[Passage to read]
--------------------------------------------------

All contracts, whether procured by bid or otherwise, are limited in term to twelve consecutive months unless otherwise stated. *136N.J.S.A. 40A:11-15. No exception to the twelve month restriction exists for professional legal services.
The sole issue to be determined therefore is whether the state statute which limits the term of the contract to one year is preempted by federal regulations or public policy as expressed in the contract between the Authority and HUD. This is a case of first impression.3
The preemption doctrine, rooted in the second clause of Article VI of the United States Constitution, requires that when the mandates of federal law and state law are not consistent, state law must yield. Feldman v. Lederle Lab., 125 N.J. 117, 133, 592 A.2d 1176 (1991). Federal regulations have the same preemptive effect as federal statutes. Id. at 134, 592 A.2d 1176.
Preemption may occur in several ways. Provided Congress or the federal agency is acting within the scope of its authority, express language may exclude state law____ In the absence of a clear expression, the intent to preempt all state law in a particular area may be inferred where the scheme of federal regulation is sufficiently comprehensive to make reasonable the inference that Congress “left no room” for supplementary state regulation____ Where the object sought to be obtained by federal law and the character of obligations imposed by it may reveal the same purpose, the intent to preempt state law will be inferred. [Another] situation in which preemption will be implied occurs when the Act of Congress may touch a field in which the federal interest is so dominant that the federal system will be assumed to preclude enforcement of state laws on the same subject.
[Ibid, (citations omitted).]
The preemption doctrine is applicable where “(1) there exists clear evidence that Congress intended to preempt the field; (2) the nature of the subject matter demands exclusive federal uniform regulation; (3) there is an actual conflict between two statutory schemes; and (4) the state law stands as an obstacle to the accomplishment and execution of the federal objectives and purposes.” Hill Manor Apts. v. Brome, 164 N.J.Super. 295, 302, 395 A.2d 1307 (Essex County Ct.1978). Nevertheless, the mere *137potential for conflict constitutes insufficient justification to support a finding of preemption. Ibid.
The initiation point of the preemption analysis depends on the area of law involved. Feldman, supra, 125 N.J. at 137. For example, areas such as health and safety have traditionally been regulated by the states. Hillsborough County v. Automated Med. Lab., Inc., 471 U.S. 707, 105 S.Ct. 2371, 85 L.Ed.2d 714 (1985). However, even if Congress has not occupied a particular field, preemption may occur to the extent that state and federal law actually conflict. Vail v. Pan American Corp., 260 N.J.Super. 292, 297, 616 A.2d 523 (App.Div.1992). Conflict preemption occurs when compliance with both federal and state regulations is a physical impossibility, or when state law stands as an obstacle to the accomplishment and execution of the full purposes and objectives of Congress. Feldman, supra, 125 N.J. at 135.

--------------------------------------------------

[Records to process]
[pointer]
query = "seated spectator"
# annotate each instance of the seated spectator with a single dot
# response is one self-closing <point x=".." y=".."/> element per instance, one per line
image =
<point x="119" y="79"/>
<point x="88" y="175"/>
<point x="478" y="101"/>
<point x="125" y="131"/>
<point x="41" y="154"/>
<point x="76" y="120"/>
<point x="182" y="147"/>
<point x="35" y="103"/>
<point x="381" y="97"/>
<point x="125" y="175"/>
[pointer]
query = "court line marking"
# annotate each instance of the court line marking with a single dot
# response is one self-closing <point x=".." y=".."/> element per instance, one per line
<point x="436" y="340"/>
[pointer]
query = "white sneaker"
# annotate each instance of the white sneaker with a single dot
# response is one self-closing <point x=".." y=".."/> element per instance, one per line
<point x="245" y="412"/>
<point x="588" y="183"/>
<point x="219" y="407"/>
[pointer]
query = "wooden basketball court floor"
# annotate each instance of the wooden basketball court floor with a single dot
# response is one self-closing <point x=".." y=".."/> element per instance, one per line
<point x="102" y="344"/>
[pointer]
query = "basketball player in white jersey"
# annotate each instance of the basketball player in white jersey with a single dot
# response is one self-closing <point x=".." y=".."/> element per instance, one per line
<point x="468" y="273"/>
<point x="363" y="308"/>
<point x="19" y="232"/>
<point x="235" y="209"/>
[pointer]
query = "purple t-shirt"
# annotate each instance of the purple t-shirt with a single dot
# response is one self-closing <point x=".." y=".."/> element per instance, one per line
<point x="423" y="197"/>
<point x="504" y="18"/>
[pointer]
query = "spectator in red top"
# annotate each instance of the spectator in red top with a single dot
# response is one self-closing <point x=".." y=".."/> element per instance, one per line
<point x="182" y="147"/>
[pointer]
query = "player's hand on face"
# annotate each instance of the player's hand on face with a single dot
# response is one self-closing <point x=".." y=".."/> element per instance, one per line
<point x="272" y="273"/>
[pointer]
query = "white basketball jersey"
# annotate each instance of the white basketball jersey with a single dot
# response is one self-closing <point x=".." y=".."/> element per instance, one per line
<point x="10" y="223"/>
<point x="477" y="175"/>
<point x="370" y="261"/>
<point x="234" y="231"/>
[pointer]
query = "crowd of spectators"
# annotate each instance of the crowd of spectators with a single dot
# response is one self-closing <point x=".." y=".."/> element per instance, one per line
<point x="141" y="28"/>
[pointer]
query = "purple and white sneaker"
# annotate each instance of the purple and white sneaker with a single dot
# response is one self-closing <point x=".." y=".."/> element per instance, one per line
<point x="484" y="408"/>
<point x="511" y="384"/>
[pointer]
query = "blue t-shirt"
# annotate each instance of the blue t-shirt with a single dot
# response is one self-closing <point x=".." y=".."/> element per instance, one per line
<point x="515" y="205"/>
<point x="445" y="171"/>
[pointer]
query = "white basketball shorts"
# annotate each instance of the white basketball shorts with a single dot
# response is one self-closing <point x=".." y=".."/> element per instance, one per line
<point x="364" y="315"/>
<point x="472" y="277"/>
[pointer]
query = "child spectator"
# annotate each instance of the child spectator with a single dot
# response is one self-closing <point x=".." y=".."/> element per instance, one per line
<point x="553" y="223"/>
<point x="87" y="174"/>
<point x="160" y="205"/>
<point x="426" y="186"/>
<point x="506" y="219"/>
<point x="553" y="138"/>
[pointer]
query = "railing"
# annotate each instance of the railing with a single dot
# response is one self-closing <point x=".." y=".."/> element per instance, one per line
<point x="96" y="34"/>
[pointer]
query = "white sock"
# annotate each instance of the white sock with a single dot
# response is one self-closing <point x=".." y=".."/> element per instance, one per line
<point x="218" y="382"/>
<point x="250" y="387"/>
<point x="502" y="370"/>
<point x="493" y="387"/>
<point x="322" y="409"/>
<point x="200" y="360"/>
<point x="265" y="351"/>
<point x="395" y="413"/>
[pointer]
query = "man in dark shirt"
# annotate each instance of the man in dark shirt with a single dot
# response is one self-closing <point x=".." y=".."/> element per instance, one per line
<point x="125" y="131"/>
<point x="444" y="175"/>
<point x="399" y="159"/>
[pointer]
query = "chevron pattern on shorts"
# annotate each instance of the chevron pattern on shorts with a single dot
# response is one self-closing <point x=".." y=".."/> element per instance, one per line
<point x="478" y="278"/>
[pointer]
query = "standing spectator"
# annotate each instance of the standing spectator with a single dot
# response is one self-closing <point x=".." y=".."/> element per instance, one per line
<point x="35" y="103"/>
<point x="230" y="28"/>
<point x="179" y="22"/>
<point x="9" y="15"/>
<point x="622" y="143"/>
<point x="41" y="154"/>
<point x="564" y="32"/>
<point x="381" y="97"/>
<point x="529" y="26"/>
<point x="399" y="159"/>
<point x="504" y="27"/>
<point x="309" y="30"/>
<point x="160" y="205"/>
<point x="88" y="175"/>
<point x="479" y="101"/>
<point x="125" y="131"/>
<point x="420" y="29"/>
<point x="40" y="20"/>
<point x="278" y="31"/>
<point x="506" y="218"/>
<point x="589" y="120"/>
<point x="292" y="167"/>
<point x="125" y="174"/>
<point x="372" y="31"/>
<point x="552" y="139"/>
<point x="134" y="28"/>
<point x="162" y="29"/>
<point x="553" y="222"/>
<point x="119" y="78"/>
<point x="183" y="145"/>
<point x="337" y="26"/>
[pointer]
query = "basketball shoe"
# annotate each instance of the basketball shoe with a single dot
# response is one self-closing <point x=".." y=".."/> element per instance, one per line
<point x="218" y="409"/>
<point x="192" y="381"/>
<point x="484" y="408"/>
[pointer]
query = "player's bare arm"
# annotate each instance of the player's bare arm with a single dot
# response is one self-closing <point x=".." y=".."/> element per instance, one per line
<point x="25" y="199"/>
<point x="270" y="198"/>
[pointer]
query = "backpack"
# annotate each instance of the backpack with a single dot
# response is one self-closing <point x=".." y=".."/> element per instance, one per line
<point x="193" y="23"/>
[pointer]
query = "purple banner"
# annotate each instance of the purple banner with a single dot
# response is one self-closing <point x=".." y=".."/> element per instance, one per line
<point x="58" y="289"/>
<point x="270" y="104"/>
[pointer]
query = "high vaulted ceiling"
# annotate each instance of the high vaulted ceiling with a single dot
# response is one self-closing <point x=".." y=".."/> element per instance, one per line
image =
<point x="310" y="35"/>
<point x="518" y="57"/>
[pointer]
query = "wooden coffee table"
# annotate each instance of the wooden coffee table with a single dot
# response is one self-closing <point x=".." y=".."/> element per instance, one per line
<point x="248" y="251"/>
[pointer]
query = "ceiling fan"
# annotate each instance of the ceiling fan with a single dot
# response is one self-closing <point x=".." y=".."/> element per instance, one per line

--------------------------------------------------

[Tasks]
1. Pull out every line of the listing that contains the word "face".
2. Resume the passage on federal preemption of state law, starting after its last sentence.

[Replies]
1.
query = "player's hand on face"
# annotate each instance of the player's hand on face with a single dot

2.
These principles compel a finding that state law limiting the term of a professional services contract to one year is not preempted by federal regulation or policy which allow contracts to exceed a one year term. As noted, housing authorities are governed by state and local laws as long as the law conforms to federal law and standards. 24 C.F.R. § 85.36(b). There is nothing in the contract between the Authority and HUD or the underlying regulations which prohibit a state from limiting the term of a professional services contract to one year.
Professional services contracts are discussed in the HUD procurement handbook for public housing agencies (PHAs). 7460.8 REV-1, January 1993, at 4-29. It states:
The [Housing Authority] shall submit for HUD review and approval any agreement or contract for professional, management, fee accountants, legal or other professional services with any person or firm where the total period or term of the contract, including any renewal or option provisions is in excess of two (2) years. (See Section 315 of the Terms and Conditions Constituting Part Two of a Consolidated Annual Contributions Contract (ACC)).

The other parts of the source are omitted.